┌─ Dataset extract
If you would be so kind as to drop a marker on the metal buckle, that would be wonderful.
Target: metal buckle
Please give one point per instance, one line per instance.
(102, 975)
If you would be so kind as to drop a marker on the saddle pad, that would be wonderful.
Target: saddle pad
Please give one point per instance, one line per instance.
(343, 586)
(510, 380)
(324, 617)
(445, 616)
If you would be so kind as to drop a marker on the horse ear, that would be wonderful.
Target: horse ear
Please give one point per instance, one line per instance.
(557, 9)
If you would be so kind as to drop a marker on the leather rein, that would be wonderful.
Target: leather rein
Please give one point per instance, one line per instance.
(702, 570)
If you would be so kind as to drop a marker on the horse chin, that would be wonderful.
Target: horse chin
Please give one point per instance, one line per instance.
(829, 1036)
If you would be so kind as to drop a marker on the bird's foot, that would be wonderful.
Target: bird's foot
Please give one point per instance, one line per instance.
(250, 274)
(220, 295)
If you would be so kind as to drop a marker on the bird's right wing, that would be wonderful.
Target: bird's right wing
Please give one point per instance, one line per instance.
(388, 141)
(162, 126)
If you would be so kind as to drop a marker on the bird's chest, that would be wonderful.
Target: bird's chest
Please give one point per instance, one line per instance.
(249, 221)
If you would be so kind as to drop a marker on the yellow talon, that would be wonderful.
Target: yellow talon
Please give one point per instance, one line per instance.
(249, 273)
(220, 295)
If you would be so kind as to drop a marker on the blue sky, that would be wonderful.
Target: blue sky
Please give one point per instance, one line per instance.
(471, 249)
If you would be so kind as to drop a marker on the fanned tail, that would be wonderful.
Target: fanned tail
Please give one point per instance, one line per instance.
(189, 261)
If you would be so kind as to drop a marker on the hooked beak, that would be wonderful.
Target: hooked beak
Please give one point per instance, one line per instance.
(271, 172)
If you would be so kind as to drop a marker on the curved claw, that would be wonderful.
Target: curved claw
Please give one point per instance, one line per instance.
└─
### [Task prompt]
Write out the material word for word, from its very first line down to and including the line with "(829, 1036)".

### [Problem solution]
If you would be so kind as to drop a marker on the metal buckle, that would be wonderful.
Target: metal buckle
Please give one point per instance, one line per instance.
(102, 975)
If you would be so kind as to drop a marker on the saddle pad, that would be wonderful.
Target: saddle pad
Please give one point per instance, one line per instance.
(343, 586)
(510, 380)
(324, 617)
(445, 616)
If you would be so kind as to drop a marker on the horse ear, that would be wonderful.
Target: horse ear
Please give one point per instance, one line per instance.
(557, 9)
If you would be so kind as to drop a marker on the leather rein, that would be wonderful.
Target: leather rein
Please give one point per instance, one line per instance.
(702, 570)
If you would be so kind as to drop a marker on the horse chin, that would be wonderful.
Target: horse chin
Please give one point per instance, one line per instance.
(829, 1036)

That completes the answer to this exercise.